» Data extract:
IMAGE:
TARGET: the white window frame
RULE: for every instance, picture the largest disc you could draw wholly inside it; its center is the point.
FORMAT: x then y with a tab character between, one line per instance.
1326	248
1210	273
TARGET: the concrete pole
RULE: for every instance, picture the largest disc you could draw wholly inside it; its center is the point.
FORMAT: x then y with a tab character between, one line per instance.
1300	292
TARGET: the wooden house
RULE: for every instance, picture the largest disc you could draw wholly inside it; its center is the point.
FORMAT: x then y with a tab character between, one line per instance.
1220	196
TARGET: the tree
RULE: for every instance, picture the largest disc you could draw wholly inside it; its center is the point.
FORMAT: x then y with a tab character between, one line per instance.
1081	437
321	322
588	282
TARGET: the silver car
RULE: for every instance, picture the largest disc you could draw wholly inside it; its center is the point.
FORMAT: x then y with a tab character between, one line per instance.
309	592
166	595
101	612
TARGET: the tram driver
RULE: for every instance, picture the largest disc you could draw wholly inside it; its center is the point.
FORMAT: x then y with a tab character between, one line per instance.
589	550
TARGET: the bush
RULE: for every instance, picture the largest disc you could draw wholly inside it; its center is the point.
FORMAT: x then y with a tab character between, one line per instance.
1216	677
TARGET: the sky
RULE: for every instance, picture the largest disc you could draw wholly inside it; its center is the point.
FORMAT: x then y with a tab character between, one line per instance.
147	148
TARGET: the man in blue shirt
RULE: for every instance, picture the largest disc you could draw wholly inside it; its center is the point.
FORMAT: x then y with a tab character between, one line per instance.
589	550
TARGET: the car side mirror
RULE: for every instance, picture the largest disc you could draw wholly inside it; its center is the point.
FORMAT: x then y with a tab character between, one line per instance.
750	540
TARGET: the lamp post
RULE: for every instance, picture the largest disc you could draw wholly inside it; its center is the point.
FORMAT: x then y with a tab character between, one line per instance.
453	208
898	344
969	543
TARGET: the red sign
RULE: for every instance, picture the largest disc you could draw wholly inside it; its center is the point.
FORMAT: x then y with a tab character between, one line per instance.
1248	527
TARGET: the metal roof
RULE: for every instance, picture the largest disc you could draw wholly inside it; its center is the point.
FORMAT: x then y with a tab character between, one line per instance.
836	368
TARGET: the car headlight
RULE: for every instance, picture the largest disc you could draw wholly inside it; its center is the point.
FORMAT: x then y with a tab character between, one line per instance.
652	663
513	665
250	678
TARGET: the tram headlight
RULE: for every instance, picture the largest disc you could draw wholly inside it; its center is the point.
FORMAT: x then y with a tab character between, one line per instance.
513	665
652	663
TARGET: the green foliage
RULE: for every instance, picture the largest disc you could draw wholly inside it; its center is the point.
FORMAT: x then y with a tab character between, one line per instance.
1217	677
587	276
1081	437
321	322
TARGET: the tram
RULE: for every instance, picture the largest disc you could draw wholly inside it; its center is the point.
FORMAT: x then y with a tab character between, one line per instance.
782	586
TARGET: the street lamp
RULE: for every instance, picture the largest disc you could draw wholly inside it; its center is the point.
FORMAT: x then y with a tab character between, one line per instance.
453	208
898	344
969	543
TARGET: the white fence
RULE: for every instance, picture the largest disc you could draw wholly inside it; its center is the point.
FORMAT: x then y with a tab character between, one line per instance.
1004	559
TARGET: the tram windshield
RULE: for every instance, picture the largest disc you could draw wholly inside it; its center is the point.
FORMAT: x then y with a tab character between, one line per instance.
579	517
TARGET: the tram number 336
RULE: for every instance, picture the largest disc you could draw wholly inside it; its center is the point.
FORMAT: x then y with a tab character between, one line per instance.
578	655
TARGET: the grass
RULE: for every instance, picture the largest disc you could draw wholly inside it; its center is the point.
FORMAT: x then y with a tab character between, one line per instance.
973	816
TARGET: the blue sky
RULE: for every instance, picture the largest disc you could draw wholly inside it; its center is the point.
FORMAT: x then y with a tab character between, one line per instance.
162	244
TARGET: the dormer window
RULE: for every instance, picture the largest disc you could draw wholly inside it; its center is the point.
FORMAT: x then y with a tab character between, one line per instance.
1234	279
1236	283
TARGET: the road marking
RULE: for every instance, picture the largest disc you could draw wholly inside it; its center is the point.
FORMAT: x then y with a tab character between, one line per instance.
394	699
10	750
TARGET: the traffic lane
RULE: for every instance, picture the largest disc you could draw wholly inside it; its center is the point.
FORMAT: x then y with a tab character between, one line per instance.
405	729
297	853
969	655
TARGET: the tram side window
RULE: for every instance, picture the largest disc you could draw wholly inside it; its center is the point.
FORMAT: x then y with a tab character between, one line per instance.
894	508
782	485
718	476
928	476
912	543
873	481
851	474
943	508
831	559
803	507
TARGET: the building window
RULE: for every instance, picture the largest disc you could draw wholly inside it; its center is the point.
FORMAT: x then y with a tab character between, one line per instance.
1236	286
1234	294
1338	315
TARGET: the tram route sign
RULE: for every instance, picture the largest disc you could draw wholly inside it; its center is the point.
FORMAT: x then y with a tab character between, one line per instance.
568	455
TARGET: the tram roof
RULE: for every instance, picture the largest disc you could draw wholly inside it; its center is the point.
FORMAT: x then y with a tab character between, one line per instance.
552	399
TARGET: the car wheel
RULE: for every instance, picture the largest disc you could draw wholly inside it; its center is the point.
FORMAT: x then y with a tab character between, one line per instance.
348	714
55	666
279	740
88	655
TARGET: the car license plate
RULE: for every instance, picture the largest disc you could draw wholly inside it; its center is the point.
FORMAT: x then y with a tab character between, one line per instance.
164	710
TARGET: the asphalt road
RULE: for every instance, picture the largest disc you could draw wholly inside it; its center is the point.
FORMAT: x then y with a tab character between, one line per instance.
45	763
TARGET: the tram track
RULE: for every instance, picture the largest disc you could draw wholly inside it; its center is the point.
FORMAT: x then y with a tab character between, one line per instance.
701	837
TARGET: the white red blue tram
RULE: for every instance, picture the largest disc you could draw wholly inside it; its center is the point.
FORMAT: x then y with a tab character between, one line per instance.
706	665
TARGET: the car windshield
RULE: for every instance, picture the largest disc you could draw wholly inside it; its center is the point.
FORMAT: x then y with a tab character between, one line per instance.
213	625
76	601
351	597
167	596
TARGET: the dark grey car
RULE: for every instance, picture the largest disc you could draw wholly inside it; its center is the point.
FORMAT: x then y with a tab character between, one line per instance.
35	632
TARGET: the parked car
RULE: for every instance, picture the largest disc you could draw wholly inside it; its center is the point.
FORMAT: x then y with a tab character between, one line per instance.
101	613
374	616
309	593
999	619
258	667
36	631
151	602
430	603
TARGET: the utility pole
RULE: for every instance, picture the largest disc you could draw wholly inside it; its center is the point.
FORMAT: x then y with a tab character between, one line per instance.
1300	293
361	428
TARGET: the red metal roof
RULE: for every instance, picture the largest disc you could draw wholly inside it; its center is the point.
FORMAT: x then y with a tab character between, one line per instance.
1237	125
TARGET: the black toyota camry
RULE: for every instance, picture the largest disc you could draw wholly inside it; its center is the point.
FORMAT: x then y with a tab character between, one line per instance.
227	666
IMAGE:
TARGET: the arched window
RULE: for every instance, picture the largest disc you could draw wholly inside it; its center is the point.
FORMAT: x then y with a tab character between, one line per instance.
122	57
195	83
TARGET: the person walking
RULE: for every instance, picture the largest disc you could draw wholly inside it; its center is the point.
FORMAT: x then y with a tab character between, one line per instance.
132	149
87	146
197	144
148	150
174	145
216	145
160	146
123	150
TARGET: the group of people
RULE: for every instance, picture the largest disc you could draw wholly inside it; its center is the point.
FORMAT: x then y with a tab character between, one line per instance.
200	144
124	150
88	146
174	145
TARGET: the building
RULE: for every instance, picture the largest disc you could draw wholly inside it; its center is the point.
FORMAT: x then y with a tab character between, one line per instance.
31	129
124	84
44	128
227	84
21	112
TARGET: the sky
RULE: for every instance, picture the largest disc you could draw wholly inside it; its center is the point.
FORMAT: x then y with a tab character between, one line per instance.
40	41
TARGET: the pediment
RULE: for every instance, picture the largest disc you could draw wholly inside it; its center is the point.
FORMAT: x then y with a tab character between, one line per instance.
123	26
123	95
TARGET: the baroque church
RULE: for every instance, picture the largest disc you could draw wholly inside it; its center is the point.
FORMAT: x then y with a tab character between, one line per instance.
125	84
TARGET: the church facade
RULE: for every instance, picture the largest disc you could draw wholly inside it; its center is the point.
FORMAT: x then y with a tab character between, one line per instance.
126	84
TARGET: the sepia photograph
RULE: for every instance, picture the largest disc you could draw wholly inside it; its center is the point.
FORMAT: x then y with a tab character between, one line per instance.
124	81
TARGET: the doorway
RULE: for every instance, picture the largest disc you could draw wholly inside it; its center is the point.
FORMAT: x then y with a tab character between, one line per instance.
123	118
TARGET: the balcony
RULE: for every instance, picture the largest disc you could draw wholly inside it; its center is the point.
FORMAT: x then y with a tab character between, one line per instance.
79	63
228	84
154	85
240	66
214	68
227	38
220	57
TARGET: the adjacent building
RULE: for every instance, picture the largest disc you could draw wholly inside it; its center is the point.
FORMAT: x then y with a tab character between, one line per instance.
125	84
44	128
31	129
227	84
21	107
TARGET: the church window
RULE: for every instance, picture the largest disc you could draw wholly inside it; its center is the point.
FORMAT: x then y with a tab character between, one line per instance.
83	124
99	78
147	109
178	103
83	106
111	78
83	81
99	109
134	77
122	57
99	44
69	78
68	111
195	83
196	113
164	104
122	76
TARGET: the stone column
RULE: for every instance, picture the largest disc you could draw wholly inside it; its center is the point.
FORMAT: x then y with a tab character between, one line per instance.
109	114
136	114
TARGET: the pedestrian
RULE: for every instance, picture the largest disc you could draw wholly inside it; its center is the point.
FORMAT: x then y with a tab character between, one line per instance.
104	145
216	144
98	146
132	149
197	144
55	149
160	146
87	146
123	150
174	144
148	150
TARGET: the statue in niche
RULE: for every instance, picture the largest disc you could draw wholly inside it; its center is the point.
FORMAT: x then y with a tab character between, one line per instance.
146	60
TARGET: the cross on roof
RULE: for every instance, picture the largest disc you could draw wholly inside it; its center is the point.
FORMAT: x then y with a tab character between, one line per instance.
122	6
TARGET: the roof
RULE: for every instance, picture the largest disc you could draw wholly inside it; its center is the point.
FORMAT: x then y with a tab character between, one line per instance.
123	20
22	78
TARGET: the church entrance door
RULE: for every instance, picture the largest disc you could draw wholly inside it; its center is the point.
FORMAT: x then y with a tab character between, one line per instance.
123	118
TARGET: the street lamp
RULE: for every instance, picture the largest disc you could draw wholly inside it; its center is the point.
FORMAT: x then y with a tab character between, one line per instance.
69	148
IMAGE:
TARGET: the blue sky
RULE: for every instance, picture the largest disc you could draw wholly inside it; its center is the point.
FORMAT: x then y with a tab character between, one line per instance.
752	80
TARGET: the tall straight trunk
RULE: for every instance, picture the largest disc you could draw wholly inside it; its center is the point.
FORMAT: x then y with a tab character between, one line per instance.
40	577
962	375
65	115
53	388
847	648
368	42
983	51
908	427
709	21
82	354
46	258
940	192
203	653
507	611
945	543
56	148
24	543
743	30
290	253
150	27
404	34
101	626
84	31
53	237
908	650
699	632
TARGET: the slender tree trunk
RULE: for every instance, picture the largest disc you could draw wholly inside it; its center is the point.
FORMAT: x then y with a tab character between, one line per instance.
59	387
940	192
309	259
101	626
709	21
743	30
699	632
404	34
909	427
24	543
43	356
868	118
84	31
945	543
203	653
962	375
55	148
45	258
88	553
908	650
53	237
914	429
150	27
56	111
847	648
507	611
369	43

» Directions for this task: Only the lines from the one containing "TARGET: the car license plate" through the one containing "TARGET: the asphalt road" are to be retyped, both boundary lines included, with no other material.

» Exercise result:
TARGET: the car license plate
RULE: for every instance, picture the largest disc you could draw wholly inside it; its center is the point.
FORMAT: x then y with a tab character between, one line per instance.
164	710
TARGET: the asphalt road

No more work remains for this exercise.